### Texto extraído
Um dia comecei a ler os teus livros, e uma nova perspetiva surgiu para mim dentro do panorama da poesia portuguesa, como se provocação, linguagem poética, sexualidade e melancolia pudessem coabitar visceralmente no mesmo poema. A tua obra, admiravelmente portuguesa e senhora do seu tempo, não como tecido feito para aquela época, mas como observadora privilegiada dos teus dias, leva-me sempre para essa cidade dos modernismos e dos surrealismos, duma cidade efervescente vigiada pela imbecilidade da ditadura.
Lembro-me de duas frases tuas que tomei para a minha vida, uma para respeitar e seguir profundamente, a outra para me mostrar aquilo que nos separa.
Escrever no ruído de um café, rodeado pela turbulência que agita clientes e trabalhadores, amantes e marinheiros, meninas e mães, era o único sítio possível para ti, afastado do silêncio ou de uma casa que pudesses dizer tua. Afirmaste que nunca escreveste um poema em casa, e aqui afastamo-nos radicalmente, não suporto o ruído quando quero escrever. Na verdade, repudio o ruído em qualquer contexto. Sempre precisei de uma casa para escrever, talvez a diferença esteja aqui: eu procurava uma, enquanto tu sempre foste a casa que abrigava o mundo. Nas minhas tentativas para escrever poesia eu rodeava-me do conforto e daquilo que me era familiar, talvez por isso nunca tenha alcançado as feridas necessárias para escrever um belo poema sobre a cidade.

### Tarefa indicada 1
Transcreva o trecho do texto extraído começando em "Um dia comecei" e terminando em "imbecilidade da ditadura.".
### Tarefa indicada 2
De acordo com o texto extraído, em que lugar a pessoa a quem o texto se dirige afirmou nunca ter escrito um poema?
As linhas seguintes são material à parte, independente do texto extraído.

### Secção de dados
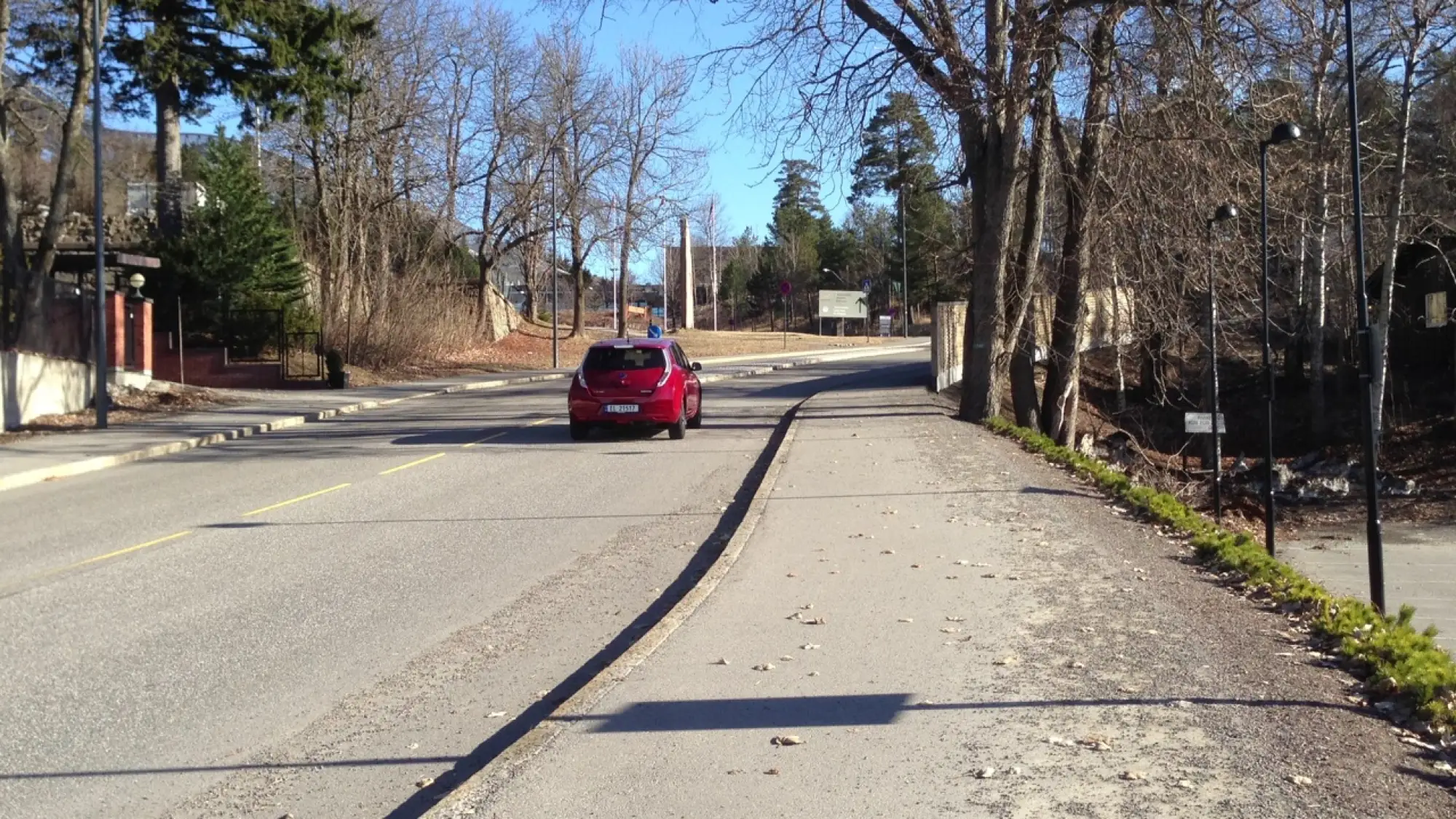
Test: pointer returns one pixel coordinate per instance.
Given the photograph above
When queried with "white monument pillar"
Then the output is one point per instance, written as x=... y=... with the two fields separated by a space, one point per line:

### Resposta completa 1
Um dia comecei a ler os teus livros, e uma nova perspetiva surgiu para mim dentro do panorama da poesia portuguesa, como se provocação, linguagem poética, sexualidade e melancolia pudessem coabitar visceralmente no mesmo poema. A tua obra, admiravelmente portuguesa e senhora do seu tempo, não como tecido feito para aquela época, mas como observadora privilegiada dos teus dias, leva-me sempre para essa cidade dos modernismos e dos surrealismos, duma cidade efervescente vigiada pela imbecilidade da ditadura.

### Resposta completa 2
Em casa.